■ JOB ■
Show each line of the items below that contains the word "wall", copied in full.

※

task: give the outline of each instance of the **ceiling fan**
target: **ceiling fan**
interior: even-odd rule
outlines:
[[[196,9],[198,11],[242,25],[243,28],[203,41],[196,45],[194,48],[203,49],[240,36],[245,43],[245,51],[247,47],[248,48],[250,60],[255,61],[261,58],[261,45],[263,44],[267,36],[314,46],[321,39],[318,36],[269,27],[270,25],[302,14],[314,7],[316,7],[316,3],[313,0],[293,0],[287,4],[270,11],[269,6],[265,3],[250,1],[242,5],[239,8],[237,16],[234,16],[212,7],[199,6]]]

※

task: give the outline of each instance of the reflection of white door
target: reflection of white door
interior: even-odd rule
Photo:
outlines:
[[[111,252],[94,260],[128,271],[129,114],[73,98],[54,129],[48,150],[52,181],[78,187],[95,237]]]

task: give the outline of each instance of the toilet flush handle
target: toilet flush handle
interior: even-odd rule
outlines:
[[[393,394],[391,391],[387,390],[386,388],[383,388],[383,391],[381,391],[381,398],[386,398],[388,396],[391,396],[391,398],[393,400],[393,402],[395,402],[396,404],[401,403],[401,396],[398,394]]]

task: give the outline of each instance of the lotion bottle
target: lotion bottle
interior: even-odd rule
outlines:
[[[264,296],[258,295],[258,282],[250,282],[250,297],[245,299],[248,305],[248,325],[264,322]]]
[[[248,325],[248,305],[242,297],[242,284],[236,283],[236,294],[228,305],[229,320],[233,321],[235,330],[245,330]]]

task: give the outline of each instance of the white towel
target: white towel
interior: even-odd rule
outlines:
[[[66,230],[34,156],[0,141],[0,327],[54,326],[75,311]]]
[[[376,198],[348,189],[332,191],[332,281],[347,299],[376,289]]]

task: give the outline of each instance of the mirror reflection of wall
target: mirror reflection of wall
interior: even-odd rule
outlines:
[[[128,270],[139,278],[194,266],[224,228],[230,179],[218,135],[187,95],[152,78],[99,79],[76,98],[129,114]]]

※

■ PROBLEM SOLUTION ■
task: give the outline of each instance of the mirror reflection of wall
target: mirror reflection of wall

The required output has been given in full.